• **Set of tasks**
a) In the Salt Lake City 2022 Year in Review text below, reproduce the passage from "We are officially" to "did in 2022!".
b) Answer these questions using the Salt Lake City 2022 Year in Review text below:
(i) In which city was the sustainability work carried out?
(ii) For roughly how many residential customers was weekly waste collection provided?
(iii) How many local artists were partnered with to create the new refuse truck wraps?

• **Document extract**

= Beginning of Section =

We are officially well into 2023 and ready to share our full 2022 Year in Review with you! You might’ve caught our teasers on social media of what we’ve accomplished this past year but in case you missed it or want to read the full review, we’ve got you covered.

This past year we worked hard to provide sustainability in Salt Lake City, at both the city and local levels. Keep scrolling to catch a few highlights, and be sure to check out the full Year in Review for all the incredible work we did in 2022!

WASTE + RECYCLING

2022 Accomplishments

  • Emptied 4.3 million containers and provided weekly waste collection for approximately 42,000 residential customers.
  • Provide waste and recycling services for City parks and facilities, special events throughout the City, and curbside recycling for qualified small businesses and multi-family properties
  • Partnered with three local artists to create new wraps on our newest refuse trucks.

= End of Section =

• **Extracted material**
= Beginning of Section =

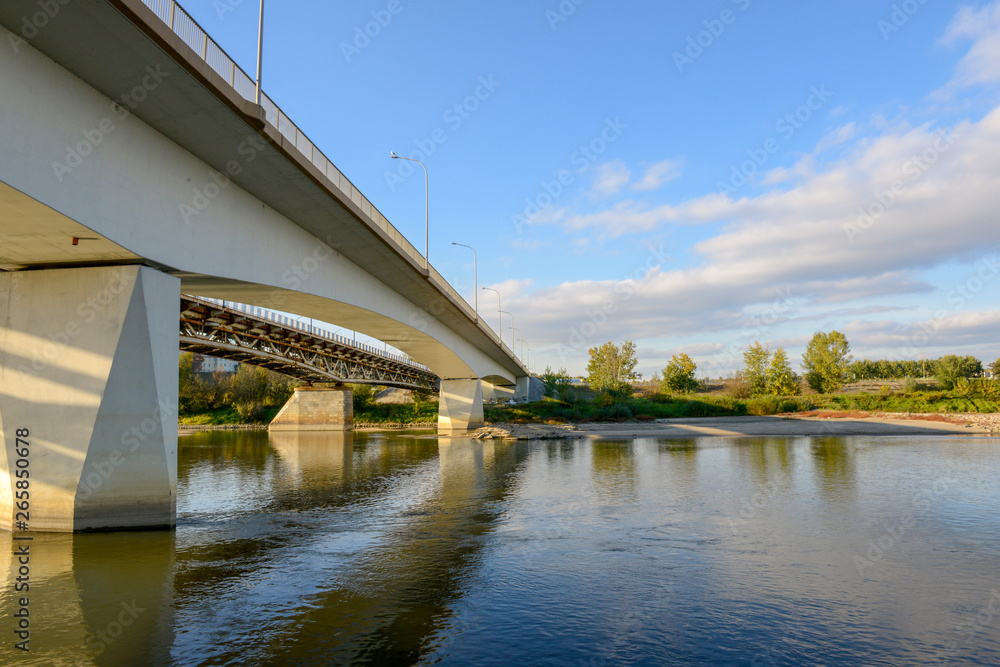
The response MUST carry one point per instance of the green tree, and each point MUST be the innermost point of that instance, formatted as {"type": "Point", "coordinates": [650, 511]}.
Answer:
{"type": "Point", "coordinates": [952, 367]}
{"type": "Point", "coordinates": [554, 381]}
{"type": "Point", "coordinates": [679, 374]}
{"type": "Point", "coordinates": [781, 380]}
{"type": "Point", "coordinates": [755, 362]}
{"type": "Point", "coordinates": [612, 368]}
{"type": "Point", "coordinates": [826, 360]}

= End of Section =
= Beginning of Section =

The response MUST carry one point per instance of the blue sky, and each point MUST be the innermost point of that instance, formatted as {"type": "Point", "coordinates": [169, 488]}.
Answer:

= End of Section =

• **Answers by item number**
a)
We are officially well into 2023 and ready to share our full 2022 Year in Review with you! You might’ve caught our teasers on social media of what we’ve accomplished this past year but in case you missed it or want to read the full review, we’ve got you covered.

This past year we worked hard to provide sustainability in Salt Lake City, at both the city and local levels. Keep scrolling to catch a few highlights, and be sure to check out the full Year in Review for all the incredible work we did in 2022!

b)
(i) Salt Lake City
(ii) Approximately 42,000
(iii) Three